Start of Dataset content

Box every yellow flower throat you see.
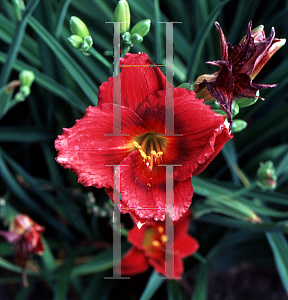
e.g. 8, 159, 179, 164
133, 133, 168, 172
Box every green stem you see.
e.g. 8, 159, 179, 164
193, 252, 207, 264
230, 181, 257, 198
88, 47, 112, 69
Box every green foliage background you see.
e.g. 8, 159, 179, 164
0, 0, 288, 299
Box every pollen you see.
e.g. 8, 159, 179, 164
152, 240, 161, 247
133, 133, 168, 172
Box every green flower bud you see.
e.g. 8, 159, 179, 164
131, 19, 151, 38
257, 161, 277, 190
122, 32, 132, 45
67, 35, 83, 49
19, 70, 35, 87
231, 119, 247, 133
231, 101, 239, 117
178, 83, 193, 91
131, 33, 143, 44
80, 36, 93, 52
15, 92, 25, 102
19, 86, 31, 97
70, 16, 90, 38
236, 90, 259, 108
114, 0, 130, 34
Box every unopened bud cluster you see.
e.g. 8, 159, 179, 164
68, 17, 93, 55
257, 161, 277, 190
15, 70, 35, 102
114, 0, 151, 48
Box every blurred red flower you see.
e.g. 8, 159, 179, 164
55, 53, 231, 225
118, 210, 198, 278
0, 214, 45, 286
194, 21, 285, 125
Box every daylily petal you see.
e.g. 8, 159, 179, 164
98, 52, 166, 112
136, 88, 232, 180
106, 187, 148, 228
251, 38, 286, 79
215, 22, 228, 61
172, 88, 232, 177
116, 151, 193, 221
239, 26, 275, 76
55, 104, 147, 188
0, 231, 21, 244
127, 222, 146, 249
172, 211, 199, 257
193, 73, 218, 101
117, 247, 149, 275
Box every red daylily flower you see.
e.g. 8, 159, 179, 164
194, 21, 285, 124
0, 214, 45, 286
55, 53, 232, 225
118, 210, 198, 278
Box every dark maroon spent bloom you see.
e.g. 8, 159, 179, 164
194, 21, 285, 126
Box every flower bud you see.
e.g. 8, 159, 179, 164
257, 161, 277, 190
15, 92, 25, 102
178, 83, 193, 90
67, 35, 83, 49
131, 19, 151, 38
114, 0, 130, 34
70, 16, 90, 38
231, 101, 239, 117
19, 86, 31, 97
19, 70, 35, 87
236, 91, 259, 108
231, 119, 247, 133
80, 36, 93, 52
122, 32, 132, 45
131, 33, 143, 44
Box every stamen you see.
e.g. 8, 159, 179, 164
133, 133, 167, 171
152, 240, 161, 247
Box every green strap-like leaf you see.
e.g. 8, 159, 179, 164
185, 0, 230, 82
139, 270, 165, 300
266, 232, 288, 296
191, 263, 208, 300
0, 0, 40, 86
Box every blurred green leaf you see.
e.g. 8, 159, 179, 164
186, 0, 230, 82
139, 270, 165, 300
191, 263, 208, 300
0, 0, 40, 86
167, 280, 184, 300
266, 232, 288, 296
54, 247, 81, 300
70, 242, 130, 277
0, 126, 54, 142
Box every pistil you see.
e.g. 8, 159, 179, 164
133, 133, 167, 172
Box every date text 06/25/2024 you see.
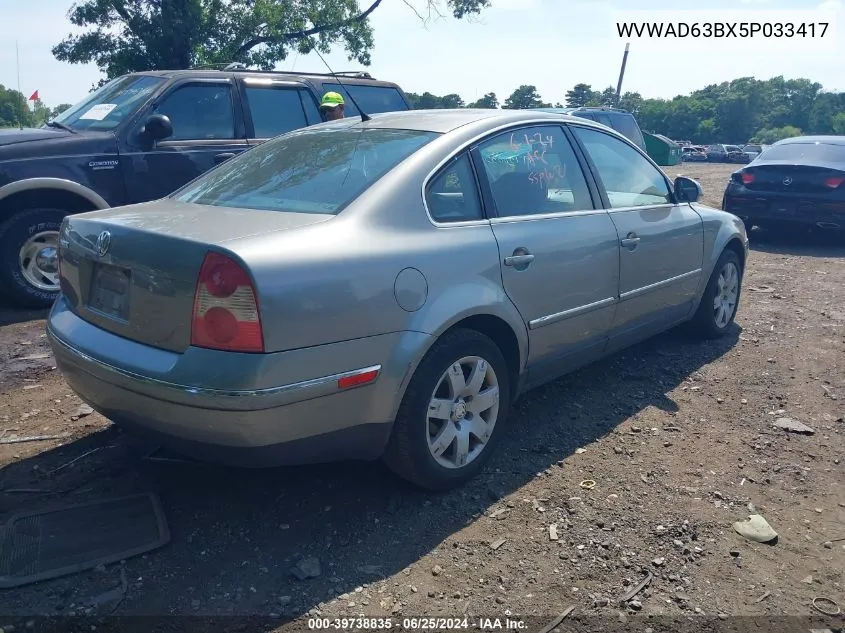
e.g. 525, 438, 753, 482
308, 616, 528, 630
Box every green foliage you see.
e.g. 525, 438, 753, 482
0, 85, 31, 128
0, 85, 79, 128
750, 126, 803, 144
502, 85, 549, 110
467, 92, 499, 109
406, 91, 465, 109
635, 76, 826, 143
833, 113, 845, 134
53, 0, 491, 80
565, 83, 594, 108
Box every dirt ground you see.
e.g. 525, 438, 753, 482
0, 162, 843, 630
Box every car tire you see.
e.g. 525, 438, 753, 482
0, 208, 65, 309
382, 328, 511, 491
689, 249, 742, 340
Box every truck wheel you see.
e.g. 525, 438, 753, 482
0, 208, 66, 309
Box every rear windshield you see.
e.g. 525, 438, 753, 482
758, 142, 845, 163
608, 113, 645, 147
322, 83, 409, 116
174, 126, 439, 214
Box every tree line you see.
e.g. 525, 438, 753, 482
409, 76, 845, 144
0, 86, 70, 128
7, 1, 835, 145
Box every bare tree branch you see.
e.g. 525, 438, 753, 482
234, 0, 384, 58
401, 0, 445, 27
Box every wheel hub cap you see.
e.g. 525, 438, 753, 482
426, 356, 501, 470
18, 230, 61, 292
713, 262, 739, 328
35, 247, 58, 275
451, 399, 468, 422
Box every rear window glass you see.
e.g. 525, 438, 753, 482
757, 142, 845, 163
608, 113, 645, 148
173, 127, 438, 214
322, 83, 409, 116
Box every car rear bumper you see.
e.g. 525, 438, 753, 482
724, 188, 845, 229
47, 297, 432, 466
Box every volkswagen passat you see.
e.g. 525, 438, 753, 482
47, 109, 748, 490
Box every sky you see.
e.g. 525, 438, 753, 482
0, 0, 843, 108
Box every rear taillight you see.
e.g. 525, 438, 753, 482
741, 171, 755, 185
824, 176, 844, 189
191, 251, 264, 353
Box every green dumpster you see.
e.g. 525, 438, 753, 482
643, 132, 682, 166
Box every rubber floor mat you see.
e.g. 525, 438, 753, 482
0, 492, 169, 588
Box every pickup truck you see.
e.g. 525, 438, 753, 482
0, 67, 411, 308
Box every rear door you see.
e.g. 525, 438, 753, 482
238, 77, 323, 145
121, 77, 250, 202
569, 124, 704, 351
471, 124, 621, 385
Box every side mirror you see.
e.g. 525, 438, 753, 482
674, 175, 702, 203
141, 113, 173, 142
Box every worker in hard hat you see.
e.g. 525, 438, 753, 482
320, 91, 346, 121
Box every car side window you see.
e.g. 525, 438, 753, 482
154, 84, 234, 141
426, 153, 484, 223
244, 87, 315, 138
476, 125, 593, 218
571, 126, 672, 208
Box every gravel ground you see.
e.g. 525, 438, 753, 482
0, 162, 843, 630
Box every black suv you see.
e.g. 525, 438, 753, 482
0, 66, 411, 308
534, 106, 647, 151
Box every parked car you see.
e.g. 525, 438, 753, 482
682, 146, 708, 162
741, 144, 763, 160
47, 109, 747, 490
725, 145, 751, 164
723, 135, 845, 232
0, 66, 412, 309
706, 144, 729, 162
533, 106, 647, 151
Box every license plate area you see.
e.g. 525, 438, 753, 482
88, 263, 131, 321
770, 201, 795, 215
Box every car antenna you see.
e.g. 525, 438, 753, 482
308, 37, 371, 122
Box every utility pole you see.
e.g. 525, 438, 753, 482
615, 42, 630, 106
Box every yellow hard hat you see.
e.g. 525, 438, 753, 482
320, 91, 345, 109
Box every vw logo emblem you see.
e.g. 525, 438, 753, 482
782, 177, 793, 186
96, 230, 111, 256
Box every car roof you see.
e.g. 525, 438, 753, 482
533, 107, 634, 117
338, 108, 608, 134
130, 69, 402, 88
775, 135, 845, 146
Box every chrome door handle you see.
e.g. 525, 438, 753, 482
504, 254, 535, 266
620, 232, 640, 248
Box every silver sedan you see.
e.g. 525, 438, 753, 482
47, 109, 748, 490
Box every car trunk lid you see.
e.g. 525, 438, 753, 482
740, 162, 845, 194
58, 200, 333, 353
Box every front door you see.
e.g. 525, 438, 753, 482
121, 78, 250, 203
472, 124, 621, 386
569, 125, 704, 350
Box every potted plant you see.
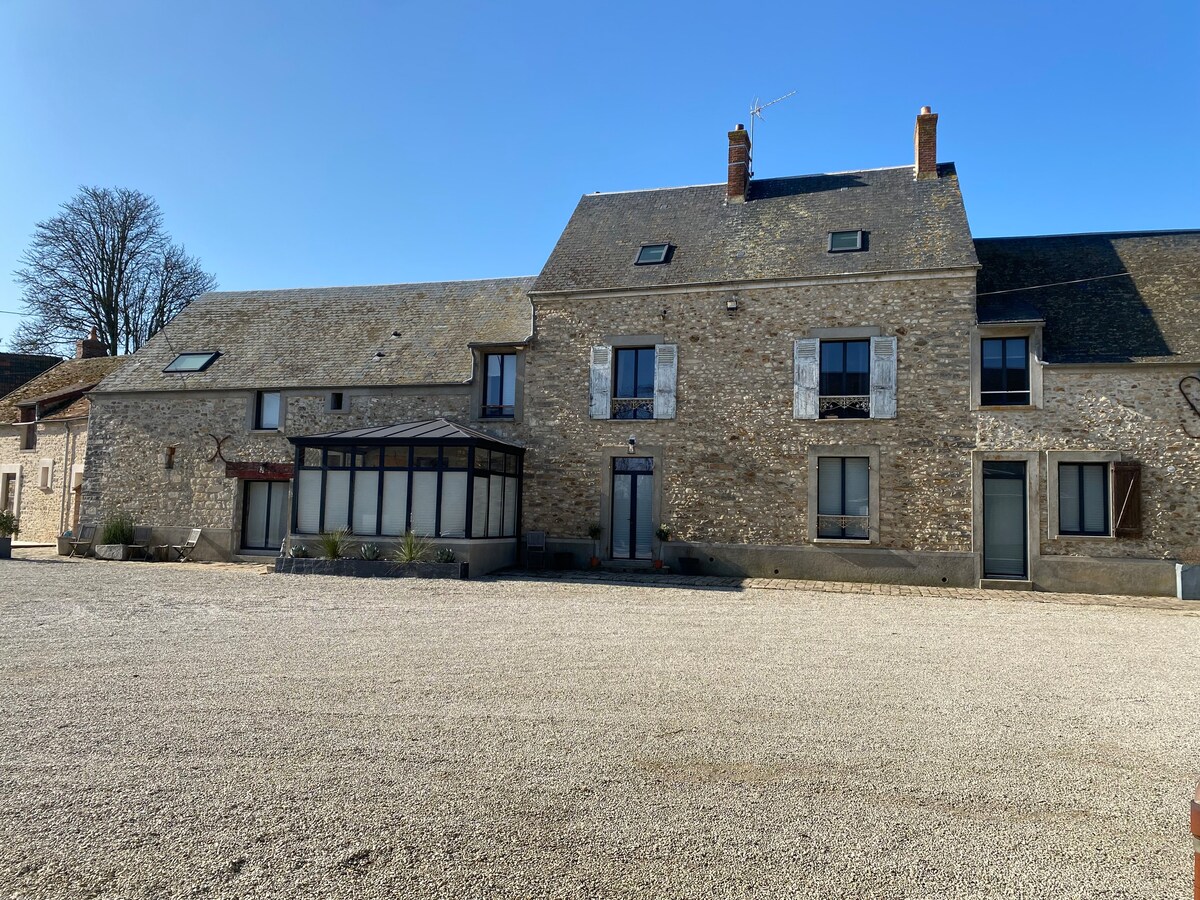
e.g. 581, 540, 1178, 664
652, 525, 673, 570
0, 509, 19, 560
587, 523, 603, 567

End of Dataset content

What you will do: Repeat, exactly and in full, all records above, but include no pictures.

Written reply:
Box every yellow flower throat you see.
e.g. 8, 159, 179, 164
133, 133, 168, 172
Box every green stem you see.
e.g. 8, 159, 179, 164
193, 252, 207, 264
230, 181, 257, 198
88, 47, 112, 69
Box every green foliage background you see.
e.g. 8, 159, 179, 164
0, 0, 288, 299
Box every pollen you see.
e.g. 8, 159, 179, 164
152, 240, 161, 247
133, 133, 168, 172
Box every green flower bud you see.
e.g. 8, 159, 179, 164
131, 19, 151, 38
257, 161, 277, 190
122, 32, 132, 45
67, 35, 83, 49
19, 70, 35, 87
231, 119, 247, 133
231, 101, 239, 117
178, 83, 193, 91
131, 33, 143, 44
80, 36, 93, 52
15, 92, 25, 102
19, 86, 31, 97
70, 16, 90, 38
236, 90, 259, 108
114, 0, 130, 34
Box every unopened bud cluster you see.
e.g. 8, 159, 179, 164
68, 17, 93, 55
257, 161, 277, 190
15, 70, 35, 102
114, 0, 151, 48
Box every blurred red flower you see.
e.g. 8, 159, 179, 164
55, 53, 231, 225
118, 210, 198, 278
0, 214, 45, 286
194, 21, 285, 125
Box every daylily petal you see.
e.g. 8, 159, 179, 164
98, 52, 166, 112
136, 88, 232, 180
106, 187, 148, 228
251, 38, 286, 79
215, 22, 228, 61
172, 88, 232, 177
116, 151, 193, 221
239, 26, 275, 76
55, 104, 147, 188
0, 231, 21, 244
127, 222, 146, 249
172, 211, 199, 257
193, 73, 218, 101
117, 247, 149, 275
Box every red daylily flower you see.
e.g. 8, 159, 179, 164
194, 21, 285, 124
0, 214, 45, 286
55, 53, 232, 225
118, 210, 198, 278
Box every dark maroon spent bloom you see.
e.g. 8, 159, 179, 164
194, 21, 285, 126
Box every flower bud you see.
e.g. 8, 159, 179, 164
257, 161, 277, 190
15, 92, 25, 102
178, 83, 193, 90
67, 35, 83, 49
131, 19, 151, 38
114, 0, 130, 34
70, 16, 90, 38
231, 101, 239, 117
19, 86, 31, 97
19, 70, 35, 87
236, 91, 259, 108
231, 119, 247, 133
80, 36, 93, 52
122, 32, 132, 45
131, 33, 143, 44
Box every stamen you see.
e.g. 8, 159, 179, 164
133, 133, 167, 171
152, 240, 161, 247
Box every green strap-like leaf you see.
e.g. 8, 159, 179, 164
185, 0, 230, 82
139, 270, 165, 300
266, 232, 288, 296
191, 263, 208, 300
0, 0, 40, 86
Box every blurred green leaf you see.
e.g. 8, 159, 179, 164
186, 0, 230, 82
139, 270, 165, 300
191, 263, 208, 300
0, 0, 40, 86
167, 280, 184, 300
266, 232, 288, 296
54, 247, 81, 300
70, 242, 130, 277
0, 126, 54, 142
Box every pistil you see.
e.g. 8, 159, 179, 164
133, 133, 167, 172
Box every date text 06/25/2024 you see.
e.g. 525, 438, 753, 482
308, 616, 528, 630
Box every green foliage you see.
e.g. 525, 438, 753, 482
0, 85, 31, 128
0, 85, 79, 128
750, 126, 803, 144
502, 85, 549, 110
467, 92, 499, 109
406, 91, 465, 109
635, 76, 826, 143
833, 113, 845, 134
53, 0, 491, 80
565, 83, 594, 108
Box every dirt ground you see.
e.g. 525, 438, 753, 482
0, 162, 843, 630
Box every car tire you see.
e.g. 525, 438, 753, 482
0, 208, 65, 309
382, 328, 511, 491
689, 249, 742, 340
Box every truck wheel you see.
e.g. 525, 438, 753, 482
0, 208, 66, 309
Box every rear windshield you see.
e.g. 525, 438, 753, 482
758, 142, 845, 163
608, 113, 645, 147
322, 83, 409, 116
174, 126, 439, 214
Box every tree line you see.
e.g. 525, 438, 753, 482
409, 76, 845, 144
0, 86, 70, 128
7, 1, 835, 145
Box every bare tree branch you see.
e.g. 525, 438, 753, 482
234, 0, 384, 58
401, 0, 445, 27
Box every wheel hub cap you see.
e.g. 525, 438, 753, 482
426, 356, 501, 470
18, 230, 61, 292
713, 262, 739, 328
35, 247, 58, 275
451, 399, 468, 422
Box every rear window glass you see.
e.g. 525, 438, 753, 482
757, 142, 845, 163
608, 113, 645, 148
173, 127, 438, 214
322, 83, 409, 116
Box every car rear bumper you see.
e.g. 525, 438, 753, 482
724, 188, 845, 229
47, 297, 432, 466
Box every volkswagen passat you see.
e.g. 525, 438, 753, 482
47, 109, 748, 490
Box every sky you see.
e.g. 525, 438, 753, 482
0, 0, 843, 108
Box every rear taillight you see.
e.g. 525, 438, 753, 482
741, 171, 755, 185
824, 176, 844, 189
191, 251, 264, 353
Box every green dumpster you see.
e.g. 525, 438, 753, 482
643, 132, 682, 166
Box every rubber floor mat you see.
e.g. 525, 438, 753, 482
0, 492, 169, 588
Box every pickup truck you see.
e.g. 525, 438, 753, 482
0, 67, 411, 308
Box every rear door you see.
e.g. 525, 438, 753, 482
238, 77, 323, 145
121, 77, 250, 202
569, 124, 704, 351
471, 124, 621, 385
Box every side mirror you see.
e.g. 525, 438, 753, 482
674, 175, 702, 203
141, 113, 173, 142
Box every worker in hard hat you see.
e.g. 525, 438, 753, 482
320, 91, 346, 121
Box every car side window you see.
e.g. 525, 438, 753, 482
154, 84, 234, 141
426, 153, 484, 223
244, 87, 315, 138
476, 125, 593, 218
571, 126, 672, 208
Box every gravel ground you see.
e.g. 525, 438, 753, 482
0, 162, 843, 630
Box every black suv you see.
e.g. 525, 438, 753, 482
0, 66, 411, 308
534, 106, 647, 151
Box every parked car you see.
e.g. 525, 438, 753, 482
682, 146, 708, 162
741, 144, 763, 160
47, 109, 747, 490
725, 145, 751, 164
723, 135, 845, 232
0, 66, 412, 309
706, 144, 729, 162
533, 106, 647, 151
Box every license plate area you see.
e.g. 525, 438, 753, 482
88, 263, 131, 321
770, 201, 795, 215
Box every car antenna you see.
e.g. 525, 438, 753, 482
308, 37, 371, 122
Box every utility pole you see.
e.g. 525, 438, 753, 482
615, 42, 630, 106
Box every yellow hard hat you see.
e.g. 525, 438, 753, 482
320, 91, 345, 109
Box every vw logo emblem you see.
e.g. 525, 438, 753, 482
782, 177, 793, 186
96, 230, 111, 256
Box every car roof you see.
e.g. 525, 438, 753, 482
533, 107, 634, 117
338, 108, 608, 134
130, 69, 402, 88
775, 135, 845, 146
Box every chrome door handle you see.
e.g. 525, 438, 753, 482
504, 254, 535, 266
620, 232, 640, 248
Box every silver sedan you see.
e.g. 525, 438, 753, 482
47, 109, 748, 490
Box every car trunk lid you see.
e.g. 525, 438, 753, 482
740, 162, 845, 194
58, 200, 333, 353
Box every front door you see.
e.g. 525, 438, 753, 482
121, 78, 250, 203
472, 124, 621, 386
569, 125, 704, 350
Box every potted plant you see.
e.g. 581, 540, 1178, 664
652, 525, 673, 570
0, 509, 19, 560
587, 523, 603, 567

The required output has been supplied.